• _TASK TO COMPLETE_
Reproduce the lines from the start of the records through the line containing "POLYGON ((0 60, 0", swapping "hillside" for "mountainside" and leaving everything else unchanged. Leave out the pictures.

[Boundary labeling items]
····················

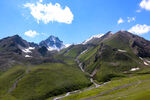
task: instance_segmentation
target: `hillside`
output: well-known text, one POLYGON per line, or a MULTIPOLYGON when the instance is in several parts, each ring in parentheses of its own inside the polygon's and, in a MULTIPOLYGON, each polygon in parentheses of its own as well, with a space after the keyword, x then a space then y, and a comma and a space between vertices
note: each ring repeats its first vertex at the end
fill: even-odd
POLYGON ((0 60, 0 100, 149 97, 150 41, 127 31, 93 36, 61 51, 19 36, 0 43, 0 58, 5 58, 0 60))

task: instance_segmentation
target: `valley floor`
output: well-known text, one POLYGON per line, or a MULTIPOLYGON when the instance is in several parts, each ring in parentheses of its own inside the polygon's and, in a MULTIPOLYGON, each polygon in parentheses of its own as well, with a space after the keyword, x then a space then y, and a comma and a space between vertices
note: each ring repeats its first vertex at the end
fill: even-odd
POLYGON ((136 75, 112 80, 98 88, 75 93, 62 100, 149 100, 149 84, 150 74, 136 75))

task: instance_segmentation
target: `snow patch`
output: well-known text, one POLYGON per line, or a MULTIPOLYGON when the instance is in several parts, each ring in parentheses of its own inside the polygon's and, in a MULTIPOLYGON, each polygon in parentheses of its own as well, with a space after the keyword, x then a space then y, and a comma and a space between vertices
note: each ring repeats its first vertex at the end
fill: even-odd
POLYGON ((130 71, 137 71, 139 70, 140 68, 132 68, 130 71))
POLYGON ((149 60, 146 60, 146 62, 150 63, 150 61, 149 61, 149 60))
POLYGON ((31 58, 32 56, 30 56, 30 55, 25 55, 25 57, 26 57, 26 58, 31 58))
POLYGON ((65 48, 68 48, 69 46, 71 46, 72 44, 65 44, 65 48))
POLYGON ((24 53, 32 53, 31 50, 34 50, 34 49, 35 49, 35 47, 29 47, 29 48, 26 48, 26 49, 22 49, 22 51, 23 51, 24 53))
POLYGON ((119 52, 127 52, 126 50, 118 49, 119 52))
POLYGON ((101 38, 104 34, 98 34, 98 35, 94 35, 92 37, 90 37, 89 39, 87 39, 86 41, 84 41, 82 44, 87 44, 90 40, 94 39, 94 38, 101 38))
POLYGON ((88 49, 84 50, 83 52, 81 52, 80 55, 84 54, 84 53, 87 52, 87 51, 88 51, 88 49))
POLYGON ((143 58, 142 57, 139 57, 141 60, 143 60, 143 58))
POLYGON ((35 47, 29 47, 28 49, 29 49, 29 50, 34 50, 34 49, 35 49, 35 47))
POLYGON ((57 48, 56 46, 53 46, 53 47, 50 47, 50 46, 49 46, 47 49, 48 49, 48 51, 54 51, 54 50, 59 51, 59 50, 60 50, 60 49, 57 48))
POLYGON ((149 64, 147 62, 144 61, 144 65, 148 66, 149 64))

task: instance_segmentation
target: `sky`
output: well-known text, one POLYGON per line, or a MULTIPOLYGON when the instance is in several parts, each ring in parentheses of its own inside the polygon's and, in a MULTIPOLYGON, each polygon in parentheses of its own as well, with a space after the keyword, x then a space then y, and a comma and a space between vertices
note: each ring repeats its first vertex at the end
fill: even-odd
POLYGON ((150 40, 150 0, 0 0, 0 38, 39 43, 50 35, 65 44, 127 30, 150 40))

····················

• _SOLVED PROBLEM_
task: instance_segmentation
target: `mountainside`
output: well-known text, one POLYGON per line, or a MULTIPOLYGON when the instance is in several parts, each ring in parentheses of its own inside the polygon's and, in a MULTIPOLYGON, each polygon in parentheses of its own as well, with a space after the keyword, x then a space then y, and a comma and a space between vertices
note: each ring repeats its first vertex at the end
fill: even-odd
POLYGON ((0 60, 0 100, 149 97, 150 41, 127 31, 93 36, 61 51, 19 36, 0 43, 0 58, 5 58, 0 60))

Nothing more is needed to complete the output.